Provided data Start Marker
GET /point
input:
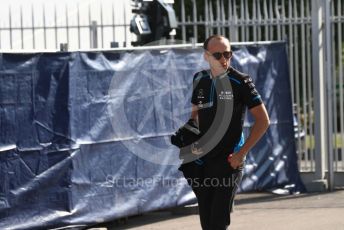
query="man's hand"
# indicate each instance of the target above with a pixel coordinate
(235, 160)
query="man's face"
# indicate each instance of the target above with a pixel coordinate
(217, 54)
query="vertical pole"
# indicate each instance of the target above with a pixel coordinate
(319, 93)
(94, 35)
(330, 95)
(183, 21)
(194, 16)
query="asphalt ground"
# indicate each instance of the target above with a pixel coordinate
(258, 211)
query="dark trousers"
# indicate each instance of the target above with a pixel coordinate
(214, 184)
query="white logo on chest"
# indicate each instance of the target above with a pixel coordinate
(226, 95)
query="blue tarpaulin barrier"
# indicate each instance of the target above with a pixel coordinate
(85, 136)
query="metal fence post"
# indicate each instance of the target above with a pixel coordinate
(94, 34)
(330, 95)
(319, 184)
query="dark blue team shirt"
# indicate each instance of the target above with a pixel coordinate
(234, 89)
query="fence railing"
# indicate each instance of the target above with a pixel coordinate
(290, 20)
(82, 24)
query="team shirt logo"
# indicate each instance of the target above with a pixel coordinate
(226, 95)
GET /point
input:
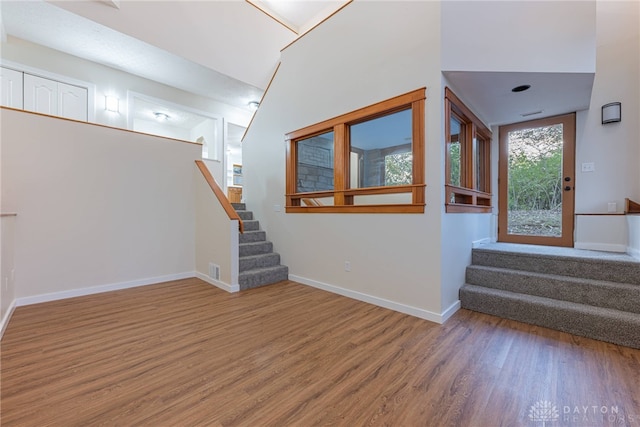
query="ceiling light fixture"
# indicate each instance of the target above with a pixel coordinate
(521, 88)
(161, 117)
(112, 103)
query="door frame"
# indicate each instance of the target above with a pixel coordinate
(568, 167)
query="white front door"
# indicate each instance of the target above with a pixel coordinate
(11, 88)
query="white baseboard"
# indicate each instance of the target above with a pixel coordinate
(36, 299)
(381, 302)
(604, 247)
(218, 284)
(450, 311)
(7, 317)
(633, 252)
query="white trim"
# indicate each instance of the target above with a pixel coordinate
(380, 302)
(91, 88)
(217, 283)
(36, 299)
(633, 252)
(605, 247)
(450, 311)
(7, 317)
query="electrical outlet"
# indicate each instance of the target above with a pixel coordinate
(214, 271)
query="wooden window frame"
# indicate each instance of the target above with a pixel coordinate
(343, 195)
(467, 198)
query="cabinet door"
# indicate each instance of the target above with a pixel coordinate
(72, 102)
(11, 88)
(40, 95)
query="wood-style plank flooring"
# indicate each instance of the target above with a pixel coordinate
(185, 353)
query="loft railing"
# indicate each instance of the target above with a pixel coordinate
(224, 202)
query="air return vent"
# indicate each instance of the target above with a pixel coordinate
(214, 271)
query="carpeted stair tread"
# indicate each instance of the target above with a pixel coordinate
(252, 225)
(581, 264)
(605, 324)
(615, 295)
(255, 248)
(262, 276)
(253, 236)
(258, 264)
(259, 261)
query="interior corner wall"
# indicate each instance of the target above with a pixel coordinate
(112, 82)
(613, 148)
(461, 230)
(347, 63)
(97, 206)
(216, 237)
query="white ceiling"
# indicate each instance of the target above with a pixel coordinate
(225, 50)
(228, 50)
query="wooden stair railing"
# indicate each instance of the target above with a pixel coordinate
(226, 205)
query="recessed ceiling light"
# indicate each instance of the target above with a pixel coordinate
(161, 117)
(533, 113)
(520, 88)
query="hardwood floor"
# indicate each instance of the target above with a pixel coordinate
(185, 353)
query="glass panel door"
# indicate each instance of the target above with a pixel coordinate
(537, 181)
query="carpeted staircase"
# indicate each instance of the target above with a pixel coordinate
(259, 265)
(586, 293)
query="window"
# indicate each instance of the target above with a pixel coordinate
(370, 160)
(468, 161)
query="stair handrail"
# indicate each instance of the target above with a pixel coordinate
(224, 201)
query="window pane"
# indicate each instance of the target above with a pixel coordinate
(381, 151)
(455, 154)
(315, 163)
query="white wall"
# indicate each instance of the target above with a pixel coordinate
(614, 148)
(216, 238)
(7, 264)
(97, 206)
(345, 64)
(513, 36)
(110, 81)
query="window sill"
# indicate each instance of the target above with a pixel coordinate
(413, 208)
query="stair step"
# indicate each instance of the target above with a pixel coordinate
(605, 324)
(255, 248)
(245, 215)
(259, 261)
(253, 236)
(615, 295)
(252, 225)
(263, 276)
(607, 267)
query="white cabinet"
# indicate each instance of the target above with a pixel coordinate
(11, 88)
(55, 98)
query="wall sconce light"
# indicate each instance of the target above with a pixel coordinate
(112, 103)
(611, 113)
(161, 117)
Provided data End Marker
▸ Task requirements
Transcribe the listing in full and omit the pictures.

▸ Task result
GET /point
input:
query="man's hand"
# indicate each instance of the target above with a pixel coordinate
(235, 160)
query="man's face"
# indicate each instance of the target above with a pixel coordinate
(217, 54)
query="vertical pole"
# indicate each instance of the target above with a pixel coordinate
(319, 93)
(94, 35)
(330, 95)
(183, 21)
(194, 16)
query="asphalt ground"
# indicate each instance of the target above with a pixel coordinate
(258, 211)
query="dark trousers"
# indicate each instance of the target above with a pixel coordinate
(214, 184)
query="white logo on chest"
# indicate each instance of the target above with a pixel coordinate
(226, 95)
query="blue tarpaulin barrier"
# indicate each instance of the target above with a pixel coordinate
(85, 136)
query="metal fence post"
# indicate each instance of the target above with a pixel coordinate
(94, 34)
(330, 95)
(319, 184)
query="dark blue team shirt"
# indicate each instance of the target above with a pixel coordinate
(234, 89)
query="fence railing"
# indicate each instance of the target above with a pixel coordinate
(290, 20)
(82, 24)
query="team shirt logo"
# indicate each instance of the target above with a pixel coordinate
(226, 95)
GET /point
input:
query="ceiling light fixture"
# indicate each instance of the target above with a pixel coordinate
(521, 88)
(161, 117)
(112, 103)
query="door frame"
# indicate each instance of the target above with a pixel coordinate
(568, 167)
query="white front door"
# indicate each instance of the target above with a pixel coordinate
(11, 88)
query="white baseboard"
# indicate each instance of the target above with a pixel coordinate
(36, 299)
(381, 302)
(604, 247)
(218, 284)
(450, 311)
(7, 317)
(633, 252)
query="white trim"
# indicate each instance of the target above with a pixel coordinate
(380, 302)
(91, 88)
(217, 283)
(36, 299)
(633, 252)
(605, 247)
(450, 311)
(7, 317)
query="electrical outlet"
# indicate each instance of the target above with a pixel coordinate
(214, 271)
query="wooden window frame"
# indicate each instance of the target above with a pixel coordinate
(343, 195)
(467, 198)
query="cabinet door"
# indicate each instance of the target above with a pixel coordinate
(72, 102)
(11, 88)
(40, 95)
query="wood-style plank flooring"
# indicate each instance of the target above with a pixel coordinate
(185, 353)
query="loft railing"
# indicate each instance of the target above with a pixel coordinate
(224, 202)
query="air return vent"
# indicate each instance of the target above with a pixel coordinate
(214, 271)
query="carpeted stair tread"
# indicate each instance of the target above with a pixel coordinate
(252, 225)
(581, 264)
(605, 324)
(615, 295)
(255, 248)
(262, 276)
(253, 236)
(258, 264)
(259, 261)
query="interior corner wall"
# indicate each instance of the target above with a pixel coordinate
(112, 82)
(613, 148)
(461, 230)
(347, 63)
(97, 206)
(216, 237)
query="white ceiling"
# indicate each instance of the target above with a pixel coordinate
(225, 50)
(228, 50)
query="wooden stair railing"
# indicate each instance of the target above with a pixel coordinate
(226, 205)
query="recessed ceiling light"
# indicate each instance of the target above with a pixel coordinate
(161, 117)
(533, 113)
(520, 88)
query="hardwood floor"
# indicate each instance of the target above with a pixel coordinate
(185, 353)
query="glass panel door"
# indicate each instance of the target above with a pixel coordinate
(537, 181)
query="carpeted staircase"
# indicate each instance of the target above with a pixel coordinate
(259, 265)
(586, 293)
query="window"
# indicate each instance of the target above with a pixel coordinate
(370, 160)
(468, 161)
query="stair handrail"
# indicate each instance of the target above with a pixel coordinate
(224, 201)
query="window pane"
# indicate each instance of the target above with a pixel coordinate
(381, 151)
(455, 154)
(315, 163)
query="white wall"
# indicate each instance of the target above with a pixel coordinate
(614, 148)
(216, 238)
(7, 264)
(97, 206)
(345, 64)
(513, 36)
(110, 81)
query="window sill"
# indicate each instance of the target above with a pixel coordinate
(413, 208)
query="stair step"
# indicate each instance of the target above with a pixel coordinate
(605, 324)
(255, 248)
(245, 215)
(259, 261)
(253, 236)
(615, 295)
(252, 225)
(263, 276)
(607, 267)
query="white cabinet"
# indicate each instance of the target above with a pixel coordinate
(11, 88)
(55, 98)
query="wall sconce light"
# indicate each instance of the target above with a pixel coordinate
(112, 103)
(611, 113)
(161, 117)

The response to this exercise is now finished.